#### [Exercise text]
SCORR envisions a nationwide conference

Separating from Biola, SCORR hopes to broaden its reach, not to signal a decommitment from diversity at Biola.


Eliana Park/THE CHIMES [file]

Students and other attendees participate together in activities to increase their knowledge, appreciation and empathy for diverse viewpoints during one of the many workshops for SCORR Conference in 2016.

Caleb Jonker, News Editor

On Dec. 1, President Barry Corey announced that the Student Conference on Racial Reconciliation will transition into an independent conference. 


Chief Diversity Officer Tamra Malone said that following the 2021 conference, SCORR’s first virtual conference, they realized SCORR’s potential reach. 

“It helped us begin to reimagine the conference for the future,” Malone said.

Director of Diversity Education and Training Glen Kinoshita added that 2021 marked SCORR’s 25th anniversary. Reaching this milestone, Kinoshita explained that the SCORR team took the opportunity to reflect on the conference.

#### [Check your understanding]
A: Translate this sentence from the SCORR article into Spanish: “It helped us begin to reimagine the conference for the future,” Malone said.
B: Carry on the article about SCORR's transition into an independent conference, starting after its final sentence.

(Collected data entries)
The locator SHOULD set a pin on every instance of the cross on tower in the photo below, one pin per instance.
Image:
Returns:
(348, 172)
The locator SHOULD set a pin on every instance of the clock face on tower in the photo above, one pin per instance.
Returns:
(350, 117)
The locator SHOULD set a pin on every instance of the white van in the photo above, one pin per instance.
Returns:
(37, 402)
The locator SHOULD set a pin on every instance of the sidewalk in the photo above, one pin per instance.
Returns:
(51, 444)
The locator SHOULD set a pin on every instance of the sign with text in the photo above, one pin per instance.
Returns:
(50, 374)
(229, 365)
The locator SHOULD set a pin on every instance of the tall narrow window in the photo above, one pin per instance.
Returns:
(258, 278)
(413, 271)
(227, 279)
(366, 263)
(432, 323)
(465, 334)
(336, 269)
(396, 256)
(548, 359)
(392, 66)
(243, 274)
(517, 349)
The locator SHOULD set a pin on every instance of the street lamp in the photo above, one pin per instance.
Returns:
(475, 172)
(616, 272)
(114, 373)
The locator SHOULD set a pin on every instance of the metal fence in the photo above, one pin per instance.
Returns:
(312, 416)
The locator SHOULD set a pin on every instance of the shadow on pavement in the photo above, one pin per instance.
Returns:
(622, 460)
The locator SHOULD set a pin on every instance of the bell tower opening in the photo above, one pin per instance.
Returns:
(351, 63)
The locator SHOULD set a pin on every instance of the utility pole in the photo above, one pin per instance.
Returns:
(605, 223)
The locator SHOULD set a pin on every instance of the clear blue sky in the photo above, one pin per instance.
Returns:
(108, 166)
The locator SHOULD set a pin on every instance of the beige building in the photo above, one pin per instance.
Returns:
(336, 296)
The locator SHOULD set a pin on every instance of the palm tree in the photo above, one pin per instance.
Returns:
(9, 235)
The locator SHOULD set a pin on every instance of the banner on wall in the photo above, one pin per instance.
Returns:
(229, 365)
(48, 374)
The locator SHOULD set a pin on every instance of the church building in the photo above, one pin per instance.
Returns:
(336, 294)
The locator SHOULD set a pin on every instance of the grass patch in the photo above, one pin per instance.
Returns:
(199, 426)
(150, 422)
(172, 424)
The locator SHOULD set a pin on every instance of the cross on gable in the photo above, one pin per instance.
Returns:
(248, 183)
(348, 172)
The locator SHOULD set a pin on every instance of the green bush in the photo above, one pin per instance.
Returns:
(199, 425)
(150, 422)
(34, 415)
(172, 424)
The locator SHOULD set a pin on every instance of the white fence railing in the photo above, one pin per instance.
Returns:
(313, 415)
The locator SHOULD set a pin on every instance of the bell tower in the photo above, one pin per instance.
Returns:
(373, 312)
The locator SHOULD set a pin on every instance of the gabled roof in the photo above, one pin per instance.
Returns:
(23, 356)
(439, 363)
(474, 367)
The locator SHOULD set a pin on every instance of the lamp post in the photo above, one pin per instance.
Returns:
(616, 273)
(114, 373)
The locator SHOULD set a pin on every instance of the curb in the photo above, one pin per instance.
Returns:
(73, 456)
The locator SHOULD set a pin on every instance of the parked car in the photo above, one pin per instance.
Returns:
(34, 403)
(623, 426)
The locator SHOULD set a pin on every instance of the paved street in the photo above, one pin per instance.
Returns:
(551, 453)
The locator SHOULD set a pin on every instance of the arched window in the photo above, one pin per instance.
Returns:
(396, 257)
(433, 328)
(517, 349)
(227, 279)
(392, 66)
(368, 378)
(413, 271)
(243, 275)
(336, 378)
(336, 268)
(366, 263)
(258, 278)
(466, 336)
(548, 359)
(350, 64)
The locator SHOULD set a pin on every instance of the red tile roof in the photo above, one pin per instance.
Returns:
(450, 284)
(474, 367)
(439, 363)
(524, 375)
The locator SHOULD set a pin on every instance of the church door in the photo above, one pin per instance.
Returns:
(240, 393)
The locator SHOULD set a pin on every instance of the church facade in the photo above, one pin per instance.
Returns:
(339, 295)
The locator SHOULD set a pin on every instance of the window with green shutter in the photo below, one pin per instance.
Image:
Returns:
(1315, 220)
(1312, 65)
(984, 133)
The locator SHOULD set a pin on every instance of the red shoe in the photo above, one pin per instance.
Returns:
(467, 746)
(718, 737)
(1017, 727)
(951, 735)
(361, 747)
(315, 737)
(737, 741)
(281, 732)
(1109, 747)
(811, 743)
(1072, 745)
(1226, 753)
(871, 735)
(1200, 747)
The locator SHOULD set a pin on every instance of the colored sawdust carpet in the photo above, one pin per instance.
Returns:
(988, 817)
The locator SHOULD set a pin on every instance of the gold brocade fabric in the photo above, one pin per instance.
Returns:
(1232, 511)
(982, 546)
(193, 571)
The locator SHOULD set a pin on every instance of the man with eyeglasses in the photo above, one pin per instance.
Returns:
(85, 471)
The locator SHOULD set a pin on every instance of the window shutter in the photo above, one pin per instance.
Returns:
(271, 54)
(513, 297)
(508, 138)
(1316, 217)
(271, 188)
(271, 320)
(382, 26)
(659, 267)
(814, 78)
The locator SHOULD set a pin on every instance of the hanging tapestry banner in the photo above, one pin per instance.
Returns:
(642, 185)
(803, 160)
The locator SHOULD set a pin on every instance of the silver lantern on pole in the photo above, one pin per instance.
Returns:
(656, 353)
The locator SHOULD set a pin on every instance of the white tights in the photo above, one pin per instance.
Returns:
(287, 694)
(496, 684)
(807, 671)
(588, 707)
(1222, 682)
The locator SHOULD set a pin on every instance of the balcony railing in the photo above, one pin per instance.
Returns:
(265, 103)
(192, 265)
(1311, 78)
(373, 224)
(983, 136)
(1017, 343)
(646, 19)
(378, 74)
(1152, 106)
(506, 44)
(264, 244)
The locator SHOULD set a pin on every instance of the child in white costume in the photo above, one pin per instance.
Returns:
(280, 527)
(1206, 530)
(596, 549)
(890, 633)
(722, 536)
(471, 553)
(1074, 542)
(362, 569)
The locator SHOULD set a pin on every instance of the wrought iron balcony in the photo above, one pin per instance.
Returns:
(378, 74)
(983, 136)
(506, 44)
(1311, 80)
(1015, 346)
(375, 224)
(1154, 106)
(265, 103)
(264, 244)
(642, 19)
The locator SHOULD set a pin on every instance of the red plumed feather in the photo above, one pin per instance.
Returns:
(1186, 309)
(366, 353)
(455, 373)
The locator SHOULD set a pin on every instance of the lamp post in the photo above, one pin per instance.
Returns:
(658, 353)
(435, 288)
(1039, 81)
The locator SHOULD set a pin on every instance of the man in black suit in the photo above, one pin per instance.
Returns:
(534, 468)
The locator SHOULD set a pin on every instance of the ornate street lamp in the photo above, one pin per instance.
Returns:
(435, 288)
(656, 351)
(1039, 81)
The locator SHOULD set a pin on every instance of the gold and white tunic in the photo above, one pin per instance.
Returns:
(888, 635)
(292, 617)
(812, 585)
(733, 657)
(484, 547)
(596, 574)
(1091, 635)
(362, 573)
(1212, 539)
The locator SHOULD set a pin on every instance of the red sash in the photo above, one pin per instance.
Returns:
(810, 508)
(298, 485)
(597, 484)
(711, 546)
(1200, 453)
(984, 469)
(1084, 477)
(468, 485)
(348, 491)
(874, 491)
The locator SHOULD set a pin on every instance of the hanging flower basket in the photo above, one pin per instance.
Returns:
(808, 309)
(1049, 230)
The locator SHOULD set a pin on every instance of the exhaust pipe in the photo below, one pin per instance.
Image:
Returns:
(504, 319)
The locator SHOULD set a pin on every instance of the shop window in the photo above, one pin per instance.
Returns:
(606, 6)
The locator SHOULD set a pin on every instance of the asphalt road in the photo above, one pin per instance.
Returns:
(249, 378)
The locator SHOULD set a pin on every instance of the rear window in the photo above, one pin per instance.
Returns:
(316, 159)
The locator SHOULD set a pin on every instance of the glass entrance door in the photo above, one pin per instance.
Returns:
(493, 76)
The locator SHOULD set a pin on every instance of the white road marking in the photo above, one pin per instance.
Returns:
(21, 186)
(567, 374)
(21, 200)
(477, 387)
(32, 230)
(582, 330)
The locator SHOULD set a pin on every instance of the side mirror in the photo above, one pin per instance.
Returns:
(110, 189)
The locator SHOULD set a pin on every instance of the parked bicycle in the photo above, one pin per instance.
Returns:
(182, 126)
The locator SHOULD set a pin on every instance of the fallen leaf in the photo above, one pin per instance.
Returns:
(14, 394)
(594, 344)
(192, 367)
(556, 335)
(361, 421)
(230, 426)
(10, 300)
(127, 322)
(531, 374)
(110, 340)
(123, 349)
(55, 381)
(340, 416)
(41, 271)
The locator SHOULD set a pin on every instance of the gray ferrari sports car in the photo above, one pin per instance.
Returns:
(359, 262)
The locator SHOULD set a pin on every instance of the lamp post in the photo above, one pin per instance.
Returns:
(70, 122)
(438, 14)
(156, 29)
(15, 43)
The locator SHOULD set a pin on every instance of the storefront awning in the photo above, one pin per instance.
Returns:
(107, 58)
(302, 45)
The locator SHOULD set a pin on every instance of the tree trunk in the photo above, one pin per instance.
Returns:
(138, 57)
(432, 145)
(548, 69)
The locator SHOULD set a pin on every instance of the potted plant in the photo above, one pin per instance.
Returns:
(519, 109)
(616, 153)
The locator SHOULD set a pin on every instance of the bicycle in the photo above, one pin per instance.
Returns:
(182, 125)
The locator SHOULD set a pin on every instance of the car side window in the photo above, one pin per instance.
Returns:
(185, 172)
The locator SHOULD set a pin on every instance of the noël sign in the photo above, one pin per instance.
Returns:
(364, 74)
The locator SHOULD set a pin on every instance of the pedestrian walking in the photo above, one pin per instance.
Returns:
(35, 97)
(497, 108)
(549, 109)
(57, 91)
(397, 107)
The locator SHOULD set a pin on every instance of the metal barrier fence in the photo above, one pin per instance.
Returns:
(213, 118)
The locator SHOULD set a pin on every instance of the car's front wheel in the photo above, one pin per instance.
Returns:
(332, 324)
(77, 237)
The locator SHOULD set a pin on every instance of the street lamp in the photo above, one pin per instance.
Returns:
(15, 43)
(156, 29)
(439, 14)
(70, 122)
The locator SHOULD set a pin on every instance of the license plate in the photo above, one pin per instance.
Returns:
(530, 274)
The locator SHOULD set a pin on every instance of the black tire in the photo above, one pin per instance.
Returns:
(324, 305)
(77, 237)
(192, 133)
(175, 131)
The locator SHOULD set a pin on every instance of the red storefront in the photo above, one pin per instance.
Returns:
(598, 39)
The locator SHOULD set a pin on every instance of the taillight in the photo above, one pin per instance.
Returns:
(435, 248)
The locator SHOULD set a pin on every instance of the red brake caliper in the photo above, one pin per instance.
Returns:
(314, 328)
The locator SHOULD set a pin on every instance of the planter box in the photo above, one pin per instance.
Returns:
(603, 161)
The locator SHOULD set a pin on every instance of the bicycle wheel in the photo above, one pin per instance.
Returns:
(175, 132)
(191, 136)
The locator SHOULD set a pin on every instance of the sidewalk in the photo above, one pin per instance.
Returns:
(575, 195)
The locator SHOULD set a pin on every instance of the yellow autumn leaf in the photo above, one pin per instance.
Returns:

#### [Results of the exercise]
A: «Nos ayudó a empezar a reimaginar la conferencia para el futuro», dijo Malone.

B:
“When you reach a point like that, it’s time to make some decisions,” Kinoshita said.

SCORR’s mission remains the same despite the transition. According to Malone, the vision SCORR pursues is to broaden its reach to communities beyond the West coast. Christian higher education is becoming more diverse, according to Malone. 

“We are hoping to work and lock arms with others that will help us pursue kingdom diversity within our nation,” Malone said.


Although SCORR allowed Biola to show its commitment to diversity in the past, the university made additional efforts to support diversity on-campus.

This year Biola announced its Institutional Diversity Strategic Plan, a formal plan that addresses diversity through specific initiatives to pursue equity at Biola. According to Malone, this plan is the first of its kind at Biola.

Malone added that although the conference no longer directly relates to the university, students still have opportunities to engage. 

In Corey’s email, he announced the integration of a new curriculum to the First Year Seminar programs. The curriculum aims to help students to develop skills in cultural humility, biblical justice, loving our neighbor, Christian hospitality and intercultural conversations.

“We want to make sure that we equip our students with the skills and knowledge that they need to engage diversity, and continue to talk about diversity Biblically as well,” Malone said.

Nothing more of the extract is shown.